_Dokumentauszug:_
= = = =
DER MENSCH IN DER SKULPTUR DER MODERNE

Einführung

Der Mensch als Torso Auguste Rodin und das unvollendete „Höllentor“

Der Mensch als Körper

Aristide Maillol – Klassiker der Körperkunst

Wilhelm Lehmbruck – das Geistige im Körper

Der Mensch als Baum Alberto Giacometti – Existenzielle Distanz

Exkurs in die Literatur

Giacometti und Miró eingebettet:

Fondation Maeght

Picasso Museum Antibes

Der Mensch und der Vogel - Surrealismus Joan Miró

Warum Vögel?
= = = =
_Dargestellte Daten:_
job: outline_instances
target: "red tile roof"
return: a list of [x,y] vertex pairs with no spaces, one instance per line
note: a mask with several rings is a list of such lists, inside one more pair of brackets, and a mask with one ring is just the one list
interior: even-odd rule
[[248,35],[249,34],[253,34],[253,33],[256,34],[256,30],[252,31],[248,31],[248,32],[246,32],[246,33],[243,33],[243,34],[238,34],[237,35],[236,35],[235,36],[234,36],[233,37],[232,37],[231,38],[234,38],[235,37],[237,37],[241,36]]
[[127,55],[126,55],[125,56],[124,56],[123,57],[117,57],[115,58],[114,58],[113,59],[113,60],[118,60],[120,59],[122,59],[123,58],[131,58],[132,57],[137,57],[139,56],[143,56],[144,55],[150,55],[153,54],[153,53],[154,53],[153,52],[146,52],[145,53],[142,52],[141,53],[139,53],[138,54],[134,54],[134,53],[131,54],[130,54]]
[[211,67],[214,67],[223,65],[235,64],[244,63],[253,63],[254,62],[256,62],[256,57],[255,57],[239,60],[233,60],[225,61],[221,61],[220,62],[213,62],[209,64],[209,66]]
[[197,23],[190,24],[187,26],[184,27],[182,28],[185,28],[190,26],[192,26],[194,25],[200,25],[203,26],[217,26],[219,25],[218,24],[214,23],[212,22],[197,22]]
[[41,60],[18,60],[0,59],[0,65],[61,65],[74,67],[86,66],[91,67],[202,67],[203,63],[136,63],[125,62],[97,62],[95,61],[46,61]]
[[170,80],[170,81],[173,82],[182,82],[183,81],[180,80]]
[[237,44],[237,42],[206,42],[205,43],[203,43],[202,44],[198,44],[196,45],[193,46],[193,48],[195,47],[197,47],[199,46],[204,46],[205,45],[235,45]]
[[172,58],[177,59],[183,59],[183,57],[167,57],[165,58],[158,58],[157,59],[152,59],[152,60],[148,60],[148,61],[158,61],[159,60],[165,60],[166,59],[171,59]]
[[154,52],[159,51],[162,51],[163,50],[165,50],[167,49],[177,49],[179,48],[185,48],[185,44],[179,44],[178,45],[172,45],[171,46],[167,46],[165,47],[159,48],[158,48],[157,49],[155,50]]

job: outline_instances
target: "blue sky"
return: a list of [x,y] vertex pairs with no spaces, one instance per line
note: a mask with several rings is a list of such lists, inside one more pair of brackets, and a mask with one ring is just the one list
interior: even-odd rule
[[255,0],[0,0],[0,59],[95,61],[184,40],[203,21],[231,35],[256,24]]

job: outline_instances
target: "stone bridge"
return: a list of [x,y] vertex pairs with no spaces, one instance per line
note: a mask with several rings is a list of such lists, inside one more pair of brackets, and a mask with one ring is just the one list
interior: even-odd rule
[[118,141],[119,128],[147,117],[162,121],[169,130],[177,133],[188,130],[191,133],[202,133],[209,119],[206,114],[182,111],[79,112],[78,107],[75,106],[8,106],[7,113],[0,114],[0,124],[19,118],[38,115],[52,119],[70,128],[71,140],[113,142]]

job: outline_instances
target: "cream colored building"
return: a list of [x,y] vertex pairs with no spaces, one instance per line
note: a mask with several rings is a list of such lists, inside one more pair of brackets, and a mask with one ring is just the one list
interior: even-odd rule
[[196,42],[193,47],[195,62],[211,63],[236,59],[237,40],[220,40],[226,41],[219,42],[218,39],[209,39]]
= = = =
_Übungsaufgaben:_
a. Drucken Sie den Dokumentauszug zum Menschen in der Skulptur der Moderne vollständig und Zeichen für Zeichen aus.
b. Ermitteln Sie alle Zeilen der Auflistung, in denen die Zeichenfolge „target“ vorkommt, und schreiben Sie diese Zeilen ab.

_Lösungen:_
a.
DER MENSCH IN DER SKULPTUR DER MODERNE

Einführung

Der Mensch als Torso Auguste Rodin und das unvollendete „Höllentor“

Der Mensch als Körper

Aristide Maillol – Klassiker der Körperkunst

Wilhelm Lehmbruck – das Geistige im Körper

Der Mensch als Baum Alberto Giacometti – Existenzielle Distanz

Exkurs in die Literatur

Giacometti und Miró eingebettet:

Fondation Maeght

Picasso Museum Antibes

Der Mensch und der Vogel - Surrealismus Joan Miró

Warum Vögel?

b.
target: "red tile roof"
target: "blue sky"
target: "stone bridge"
target: "cream colored building"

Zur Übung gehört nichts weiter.